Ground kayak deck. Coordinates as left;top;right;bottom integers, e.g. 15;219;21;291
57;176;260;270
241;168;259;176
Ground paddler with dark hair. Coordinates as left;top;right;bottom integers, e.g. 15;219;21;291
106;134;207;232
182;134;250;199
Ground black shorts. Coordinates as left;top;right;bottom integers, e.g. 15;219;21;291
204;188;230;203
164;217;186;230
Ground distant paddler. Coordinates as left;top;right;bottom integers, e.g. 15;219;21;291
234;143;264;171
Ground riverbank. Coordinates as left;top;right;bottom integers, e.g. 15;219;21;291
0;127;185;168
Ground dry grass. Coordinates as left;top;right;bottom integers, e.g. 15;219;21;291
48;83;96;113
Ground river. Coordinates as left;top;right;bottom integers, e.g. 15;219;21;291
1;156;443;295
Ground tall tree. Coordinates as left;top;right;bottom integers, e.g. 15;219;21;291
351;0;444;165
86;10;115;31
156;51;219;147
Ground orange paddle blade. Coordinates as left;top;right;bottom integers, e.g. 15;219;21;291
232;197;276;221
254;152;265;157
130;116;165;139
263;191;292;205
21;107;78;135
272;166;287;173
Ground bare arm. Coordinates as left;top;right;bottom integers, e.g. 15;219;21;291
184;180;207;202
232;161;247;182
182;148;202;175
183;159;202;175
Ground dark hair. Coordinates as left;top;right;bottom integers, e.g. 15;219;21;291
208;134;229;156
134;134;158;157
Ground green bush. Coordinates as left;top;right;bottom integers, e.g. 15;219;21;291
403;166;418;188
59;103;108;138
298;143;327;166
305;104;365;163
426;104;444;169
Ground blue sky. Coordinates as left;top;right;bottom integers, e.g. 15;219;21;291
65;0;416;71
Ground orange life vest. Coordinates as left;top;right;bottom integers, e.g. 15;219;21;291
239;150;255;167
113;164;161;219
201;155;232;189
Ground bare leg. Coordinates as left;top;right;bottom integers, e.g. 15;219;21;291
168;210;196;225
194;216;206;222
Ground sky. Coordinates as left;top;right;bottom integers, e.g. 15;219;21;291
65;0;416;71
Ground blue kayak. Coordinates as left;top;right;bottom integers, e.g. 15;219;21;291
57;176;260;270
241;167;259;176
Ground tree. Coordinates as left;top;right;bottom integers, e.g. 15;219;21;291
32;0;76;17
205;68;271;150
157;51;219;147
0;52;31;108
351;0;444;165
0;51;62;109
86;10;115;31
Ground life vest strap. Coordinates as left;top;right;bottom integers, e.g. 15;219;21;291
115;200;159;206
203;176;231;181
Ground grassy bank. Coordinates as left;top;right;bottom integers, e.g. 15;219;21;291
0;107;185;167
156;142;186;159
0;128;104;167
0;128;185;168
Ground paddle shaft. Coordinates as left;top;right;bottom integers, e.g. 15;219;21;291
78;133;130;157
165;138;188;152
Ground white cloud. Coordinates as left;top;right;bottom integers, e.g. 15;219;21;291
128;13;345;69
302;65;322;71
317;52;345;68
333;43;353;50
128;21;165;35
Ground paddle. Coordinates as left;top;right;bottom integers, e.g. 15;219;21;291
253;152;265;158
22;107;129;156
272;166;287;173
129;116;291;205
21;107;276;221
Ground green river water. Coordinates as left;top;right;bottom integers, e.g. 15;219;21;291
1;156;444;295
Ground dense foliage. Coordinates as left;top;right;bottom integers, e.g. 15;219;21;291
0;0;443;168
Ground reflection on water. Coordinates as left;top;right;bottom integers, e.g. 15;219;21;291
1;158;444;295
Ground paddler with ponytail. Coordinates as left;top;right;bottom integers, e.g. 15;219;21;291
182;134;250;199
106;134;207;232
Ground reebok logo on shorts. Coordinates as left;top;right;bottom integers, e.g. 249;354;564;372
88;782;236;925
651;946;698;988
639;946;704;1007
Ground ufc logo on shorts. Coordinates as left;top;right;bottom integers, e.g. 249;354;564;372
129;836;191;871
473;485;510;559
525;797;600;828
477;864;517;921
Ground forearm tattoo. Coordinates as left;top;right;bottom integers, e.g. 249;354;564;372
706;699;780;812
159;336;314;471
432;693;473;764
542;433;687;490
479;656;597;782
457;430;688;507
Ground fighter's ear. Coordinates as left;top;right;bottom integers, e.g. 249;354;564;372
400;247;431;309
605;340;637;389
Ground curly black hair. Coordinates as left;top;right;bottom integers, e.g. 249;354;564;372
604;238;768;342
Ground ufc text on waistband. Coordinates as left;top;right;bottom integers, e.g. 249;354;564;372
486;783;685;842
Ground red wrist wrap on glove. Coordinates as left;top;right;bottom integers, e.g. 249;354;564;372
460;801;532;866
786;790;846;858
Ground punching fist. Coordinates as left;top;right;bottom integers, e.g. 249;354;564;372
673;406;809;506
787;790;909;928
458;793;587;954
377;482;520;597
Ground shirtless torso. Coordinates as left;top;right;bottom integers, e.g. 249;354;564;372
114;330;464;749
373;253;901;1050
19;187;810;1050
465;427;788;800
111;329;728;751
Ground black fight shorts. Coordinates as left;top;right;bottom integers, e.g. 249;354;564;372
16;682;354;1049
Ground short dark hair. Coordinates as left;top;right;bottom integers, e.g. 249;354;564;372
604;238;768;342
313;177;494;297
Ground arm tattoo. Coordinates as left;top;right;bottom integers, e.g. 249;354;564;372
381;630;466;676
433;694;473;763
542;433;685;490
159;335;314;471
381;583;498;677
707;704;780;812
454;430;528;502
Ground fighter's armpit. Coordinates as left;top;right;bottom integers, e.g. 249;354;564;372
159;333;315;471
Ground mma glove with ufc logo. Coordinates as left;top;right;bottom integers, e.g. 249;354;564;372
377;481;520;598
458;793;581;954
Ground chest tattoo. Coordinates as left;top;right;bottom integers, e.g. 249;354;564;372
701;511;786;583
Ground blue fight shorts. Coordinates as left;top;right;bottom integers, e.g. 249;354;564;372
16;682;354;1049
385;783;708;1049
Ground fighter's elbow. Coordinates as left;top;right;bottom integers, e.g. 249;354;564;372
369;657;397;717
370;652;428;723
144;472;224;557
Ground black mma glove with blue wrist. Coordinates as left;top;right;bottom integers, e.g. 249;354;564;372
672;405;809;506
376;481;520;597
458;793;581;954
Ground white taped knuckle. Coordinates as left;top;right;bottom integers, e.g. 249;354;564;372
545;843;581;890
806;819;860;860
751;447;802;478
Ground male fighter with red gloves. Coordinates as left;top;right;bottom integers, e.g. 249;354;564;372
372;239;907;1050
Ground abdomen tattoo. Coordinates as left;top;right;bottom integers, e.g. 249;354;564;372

■ WHAT NEEDS TO BE DONE ■
Restate the data above in full, word for word.

■ EXERCISE OUTPUT ■
Ground kayak deck. Coordinates as left;top;right;bottom integers, e.g. 15;219;21;291
57;176;260;270
241;168;259;176
Ground paddler with dark hair. Coordinates as left;top;right;bottom integers, e.g. 15;219;21;291
106;134;207;232
182;134;250;199
Ground black shorts. Coordinates as left;top;right;bottom integers, e.g. 15;219;21;291
204;188;230;203
164;217;186;230
Ground distant paddler. Coordinates as left;top;right;bottom integers, e.g. 15;219;21;291
234;143;264;171
Ground riverbank. Coordinates as left;top;right;bottom integers, e.g. 15;219;21;291
0;127;185;168
Ground dry grass. Coordinates as left;top;right;bottom integers, e.g. 15;219;21;291
48;83;96;113
Ground river. Coordinates as left;top;right;bottom integers, e.g. 15;219;21;291
1;156;443;295
Ground tall tree. Coordinates as left;top;right;bottom integers, e.g. 15;219;21;291
351;0;444;165
86;10;115;31
156;51;219;147
Ground orange paddle blade. Coordinates as left;top;right;bottom integers, e.g. 15;219;21;291
232;197;276;221
254;152;265;157
130;116;165;139
263;191;292;205
21;107;78;135
272;166;287;173
Ground bare arm. Coordinates as left;top;right;bottom integers, e.g. 15;219;21;291
184;180;207;202
232;161;247;182
182;148;202;175
183;159;202;175
Ground dark hair. Coordinates as left;top;right;bottom integers, e.g. 15;219;21;291
208;134;229;156
134;134;158;157
Ground green bush. Coordinates as left;top;right;bottom integers, e.g. 15;219;21;291
403;166;418;188
59;103;108;138
298;143;327;166
305;104;365;163
426;104;444;169
Ground blue sky. Coordinates as left;top;right;bottom integers, e.g. 15;219;21;291
65;0;416;71
Ground orange life vest. Coordinates as left;top;right;bottom integers, e.g. 15;219;21;291
239;150;255;167
113;164;161;219
201;155;232;189
Ground bare leg. Coordinates as left;top;right;bottom integers, e.g. 15;219;21;291
168;210;196;225
194;216;206;222
Ground sky. Coordinates as left;top;right;bottom integers, e.g. 15;219;21;291
65;0;416;71
Ground blue kayak. Coordinates as left;top;right;bottom integers, e.g. 15;219;21;291
57;176;260;270
241;167;259;176
Ground tree. Coordinates as left;top;right;bottom integers, e.g. 15;219;21;291
32;0;76;17
205;68;271;150
157;51;219;147
0;52;31;108
351;0;444;165
0;51;62;109
86;10;115;31
Ground life vest strap. Coordinates as left;top;right;bottom integers, e.g. 15;219;21;291
115;200;159;206
203;176;231;181
Ground grassy bank. Coordinates as left;top;right;bottom integers, e.g. 15;219;21;291
0;107;185;167
156;142;186;159
0;128;104;167
0;128;185;168
Ground paddle shaft. Coordinates as left;top;right;bottom integers, e.g. 15;219;21;291
78;133;130;157
165;138;188;152
Ground white cloud. Coordinates as left;top;right;bottom integers, e.g. 15;219;21;291
128;13;345;69
302;65;322;71
317;52;345;68
333;43;353;50
128;21;165;35
Ground paddle. Coordinates as left;top;right;bottom integers, e.g. 15;219;21;291
253;152;265;158
22;107;129;156
272;166;287;173
129;116;291;205
21;107;276;221
Ground green river water. Coordinates as left;top;right;bottom integers, e.g. 15;219;21;291
1;156;444;295
Ground dense foliage. Coordinates as left;top;right;bottom integers, e.g. 15;219;21;291
0;0;443;168
Ground reflection on water. Coordinates as left;top;right;bottom integers, e.g. 15;219;21;291
1;158;444;295
Ground paddler with ponytail. Coordinates as left;top;right;bottom integers, e.g. 15;219;21;291
182;134;250;199
106;134;207;232
Ground reebok logo on shorts. Coordinates as left;top;right;bottom integers, e.g. 249;354;564;372
88;782;236;925
651;946;698;988
639;946;704;1007
Ground ufc logo on shorts. Coordinates as left;top;right;bottom integers, e.g. 249;354;564;372
129;836;191;871
473;485;510;559
525;797;600;828
477;864;517;921
Ground forearm tattoo. Coordinates as left;top;right;bottom integers, e.g. 249;354;564;372
706;699;780;812
159;336;314;471
432;693;473;764
542;433;687;490
479;656;597;782
457;430;688;507
Ground fighter's ear. Coordinates as left;top;right;bottom integers, e.g. 249;354;564;372
400;247;431;309
605;340;637;389
Ground curly black hair. Coordinates as left;top;right;bottom integers, e.g. 249;354;564;372
604;238;768;342
Ground ufc text on waistband. Coordinates as left;top;right;bottom integers, e.g. 249;354;564;372
486;783;685;842
Ground red wrist wrap on glove. Coordinates as left;top;right;bottom integers, e.g. 249;354;564;372
460;801;532;866
786;790;846;858
Ground punching fist. Coordinates as left;top;right;bottom integers, e.g. 249;354;564;372
673;406;809;506
787;790;909;928
458;793;587;954
377;482;520;597
Ground shirtless torso. Coordinates as left;top;right;bottom integers, e.g. 249;354;564;372
114;330;464;749
373;253;901;1050
19;187;810;1050
465;427;788;800
111;329;728;751
Ground black fight shorts. Coordinates as left;top;right;bottom integers, e.g. 249;354;564;372
16;682;354;1049
Ground short dark hair. Coordinates as left;top;right;bottom integers, e.g. 249;354;564;372
604;238;768;342
313;177;494;297
Ground arm tattoo. Coordinates as left;top;right;bottom integers, e.g. 249;354;564;372
381;630;466;676
433;694;473;763
542;433;685;490
159;335;314;471
381;583;498;677
707;704;780;812
454;430;528;502
Ground fighter's armpit. Coordinates as left;top;right;bottom integers, e.g. 249;354;564;372
159;333;315;471
Ground mma glove with ufc logo. Coordinates as left;top;right;bottom integers, e.g. 249;354;564;372
377;481;520;598
458;793;581;954
Ground chest tattoo. Coordinates as left;top;right;bottom integers, e.g. 249;354;564;372
701;511;786;583
Ground blue fight shorts. Coordinates as left;top;right;bottom integers, e.g. 249;354;564;372
16;682;354;1049
385;783;708;1049
Ground fighter's elbow. Coordinates as left;top;right;bottom integers, e.g. 249;354;564;372
369;657;397;717
370;652;428;723
144;472;224;557
Ground black mma glove with blue wrist. Coordinates as left;top;right;bottom integers, e.g. 249;354;564;372
672;405;809;506
376;481;520;597
458;793;581;954
Ground white taped knuckle. Coordinates as left;top;right;bottom integers, e.g. 249;354;564;372
545;843;581;890
806;819;860;860
751;447;802;478
Ground male fighter with red gloves. Coordinates as left;top;right;bottom integers, e.g. 249;354;564;372
372;239;907;1050
Ground abdomen tattoo. Coordinates as left;top;right;bottom integers, e.g. 249;354;564;372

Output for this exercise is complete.